# Not sure what to add to my 72 gallon



## berniekooi (Jan 26, 2009)

I've had this tank up for about a year now, but every 3 months (or less) I feel the urge to rearrange everything in there because I am not too happy with the way it looks. Therefore, I figured I would try to get some input from you more experienced aquascapers and hopefully I won't have to rearrange my tank as often any more.

It's a 72 gallon bowfront
2 54w T5HO 6700k bulbs
Co2 injected (but still somewhat new to Co2 so I keep the bbm fairly low because of fear of a pH drop, read that somewhere, and also because the Red Sea Reactor 500 doesn't do a great job at dissolving all of the Co2 and I dont really want the burps all the time)
6 gallons of AquariumPlant.com's own substrate (seems to be helping out quite a bit)

Now its time for the plants that I believe are in my tank8-[ from left to right
-Rotala Indica _(I believe)_
-1 small anubia nana
-1 anubia barteri
-some Hygrophilia Difformis "Water Wisteria"
-_Not sure what the one infront and to the right of the rocks is_
-Cryptocoryne wendtii (right foreground)
-_Not sure what the taller long leaved plant is in the middle_ - Hygrophila Angustifolia - problem solved
-Ludwigia Repens _(I believe)_
-Bacopa Carolina

When I bought these plants, I really didn't do much research just went to the LFS and told them what I had and what I would like. I did not write down what they were because...no good reason. Therefore I have a few questionable plants in my aquarium so if you might know what they are please let me know.

#### [Exercise description]
Summarize the forum post above about the 72-gallon tank in two sentences.

#### [Stored data]
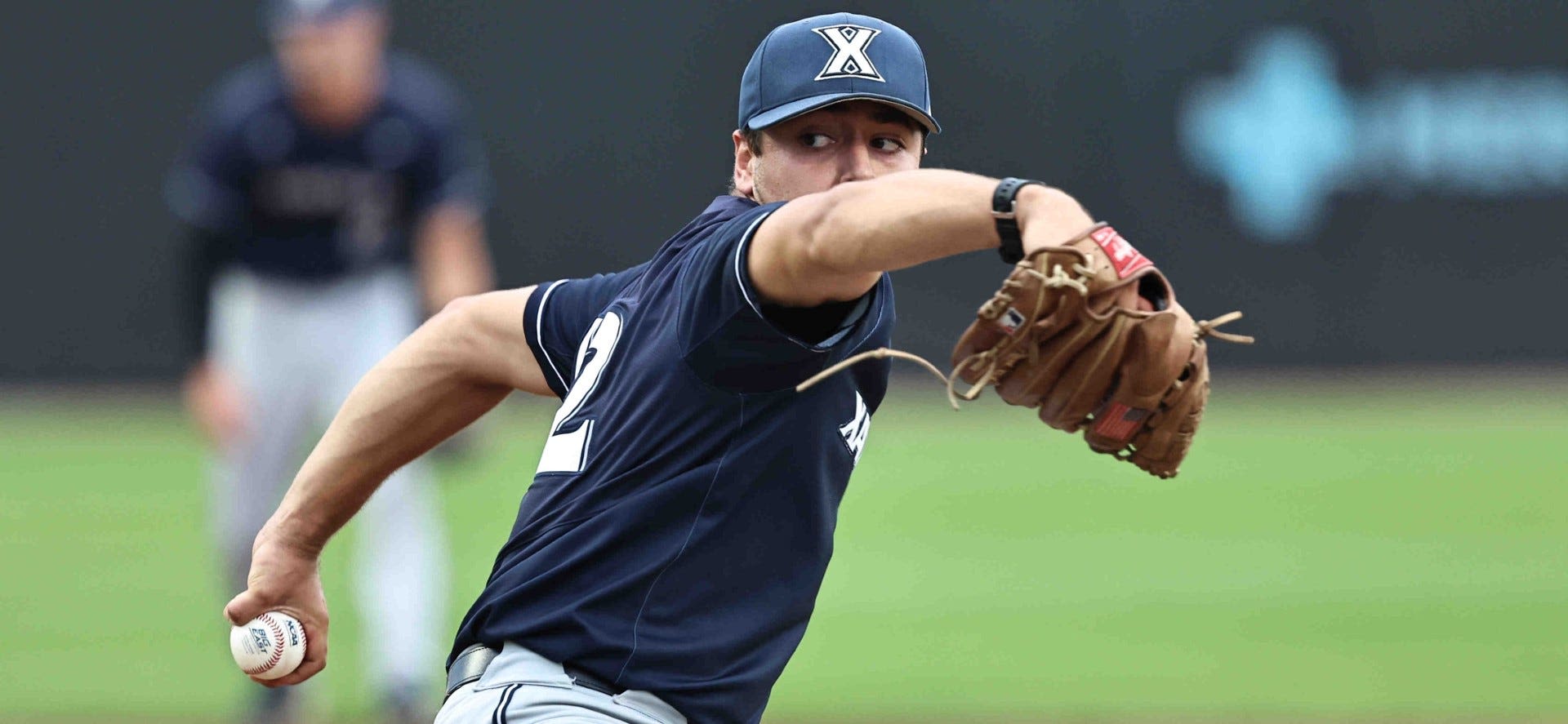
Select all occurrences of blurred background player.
[158,0,494,722]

#### [The completed task]
The poster has had a 72-gallon bowfront tank running for about a year but rearranges it every three months or less because they are unhappy with how it looks, so they are asking more experienced aquascapers for input. The post lists the setup (two 54w T5HO 6700k bulbs, injected CO2, and AquariumPlant.com's own substrate) and the plants, some of them uncertain because they were bought at the LFS without research or notes, and asks readers to identify them.